(Excerpts of location labeling data)
○ ○ ○ ○ ○ ○ ○

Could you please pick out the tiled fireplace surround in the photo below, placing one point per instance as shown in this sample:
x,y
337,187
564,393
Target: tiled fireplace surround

○ ○ ○ ○ ○ ○ ○

● What the task requires
Return every line of the data above verbatim, with nothing altered.

● Solution for this problem
Could you please pick out the tiled fireplace surround in the photo below, placing one point per instance as shown in this sample:
x,y
337,187
564,393
Target: tiled fireplace surround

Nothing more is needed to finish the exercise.